What the task requires »
Reproduce word for word everything in the article about Turkey's municipal elections from "Second place, with" down to "Path Party .".

Excerpted passage »

□ □ □

Voters have turned massively against Prime Minister Turgut Ozal in an election massacre that could presage political instability for one of America’s major NATO partners, substantially complete returns showed Monday.
Municipal elections Sunday in 2,000 Turkish cities and towns made it clear that a majority of Turks would be pleased if Ozal were ousted. Ozal, a dynamic and controversial reformer, acknowledged the electoral rejection Monday but said he is staying put.
Ozal’s center-right Motherland Party ran a humiliating third in voting that amounted to a referendum both on his pro-Western, free-market policies and his autocratic style of government. Spiraling inflation, government corruption, nepotism and questions about his health all hurt the 61-year-old Ozal, in the judgment of Turkish observers.
Leftist Social Democrats, Ozal’s principal parliamentary opponents, finished first with around 28% of the vote, in the process wresting from Ozal’s supporters control of Turkey’s three largest cities, Istanbul, the capital; Ankara, and the Aegean port of Izmir.
Second place, with around 25.5% of the vote for mayors and councilors in 1,984 Turkish cities and towns, fell surprisingly to followers of Ozal’s fellow conservative but political nemesis, Suleyman Demirel, a former prime minister, and his True Path Party .
Ozal’s Party an Uneasy Blend
Motherland, the uneasy blend of pro-Western economic liberals and conservative Muslims that Ozal has headed since 1983, managed to collect about 21.5% of the vote. It had won 41% in municipal elections five years ago and 36% in 1987 general elections in which Ozal easily won a second five-year term as prime minister.
Analysts had expected the travails of government to cost Ozal some votes Sunday, but not even the opposition expected a Motherland collapse of such dramatic proportions. Turkey’s political universe seemed dazed Monday, uncertain what would happen next, initiates said.
Motherland lost all but one of the first 54 provincial councils to declare winners. Istanbul, considered certain by pre-election pollsters to reelect Motherland Mayor Bedrettin Dalan, a charismatic reformer who has modernized the face of the city, went instead for a Social Democratic political newcomer. Nurettin Suzen, a 52-year-old physician, won 18 of Istanbul’s 20 districts in unseating Dalan.
As the improbable totals mounted Monday, there came opposition calls for Ozal to schedule new general elections.
“Ozal said he’d leave office if election results made it difficult for him to rule. If he is true to his word, he should do this,” Demirel said.

□ □ □

Record list »
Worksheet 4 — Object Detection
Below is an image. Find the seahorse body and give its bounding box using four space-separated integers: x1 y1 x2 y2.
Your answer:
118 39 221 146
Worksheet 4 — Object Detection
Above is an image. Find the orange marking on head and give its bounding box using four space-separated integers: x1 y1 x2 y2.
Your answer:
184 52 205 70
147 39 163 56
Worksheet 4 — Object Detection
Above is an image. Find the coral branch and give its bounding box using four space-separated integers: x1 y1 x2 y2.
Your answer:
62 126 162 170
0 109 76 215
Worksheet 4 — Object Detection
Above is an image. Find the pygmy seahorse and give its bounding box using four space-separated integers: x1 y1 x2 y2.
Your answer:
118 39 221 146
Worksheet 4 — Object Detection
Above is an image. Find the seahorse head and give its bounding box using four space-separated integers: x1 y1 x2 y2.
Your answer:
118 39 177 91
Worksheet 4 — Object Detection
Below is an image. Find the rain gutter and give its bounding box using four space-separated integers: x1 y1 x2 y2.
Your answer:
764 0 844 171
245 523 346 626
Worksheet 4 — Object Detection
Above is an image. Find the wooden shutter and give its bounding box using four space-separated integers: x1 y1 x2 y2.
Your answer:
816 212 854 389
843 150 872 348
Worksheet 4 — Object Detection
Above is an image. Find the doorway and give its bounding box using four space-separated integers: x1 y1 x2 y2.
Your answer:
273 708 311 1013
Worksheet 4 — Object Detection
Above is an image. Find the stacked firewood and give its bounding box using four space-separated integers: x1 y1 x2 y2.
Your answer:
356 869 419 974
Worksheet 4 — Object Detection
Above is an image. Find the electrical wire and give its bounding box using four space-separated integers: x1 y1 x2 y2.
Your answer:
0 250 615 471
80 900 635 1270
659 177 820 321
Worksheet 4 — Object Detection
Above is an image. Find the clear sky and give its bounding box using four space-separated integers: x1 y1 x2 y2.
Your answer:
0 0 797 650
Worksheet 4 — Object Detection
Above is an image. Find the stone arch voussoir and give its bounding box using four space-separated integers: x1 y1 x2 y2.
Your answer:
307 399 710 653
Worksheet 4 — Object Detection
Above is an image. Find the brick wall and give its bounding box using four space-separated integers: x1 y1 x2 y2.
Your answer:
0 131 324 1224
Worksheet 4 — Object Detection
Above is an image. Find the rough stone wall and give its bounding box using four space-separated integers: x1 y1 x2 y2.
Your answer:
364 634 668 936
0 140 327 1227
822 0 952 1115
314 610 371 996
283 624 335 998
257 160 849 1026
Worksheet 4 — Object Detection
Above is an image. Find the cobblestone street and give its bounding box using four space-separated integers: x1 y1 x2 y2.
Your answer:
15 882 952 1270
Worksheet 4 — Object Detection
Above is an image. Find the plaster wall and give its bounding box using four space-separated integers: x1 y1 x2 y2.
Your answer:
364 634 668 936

□ □ □

Correct response »
Second place, with around 25.5% of the vote for mayors and councilors in 1,984 Turkish cities and towns, fell surprisingly to followers of Ozal’s fellow conservative but political nemesis, Suleyman Demirel, a former prime minister, and his True Path Party .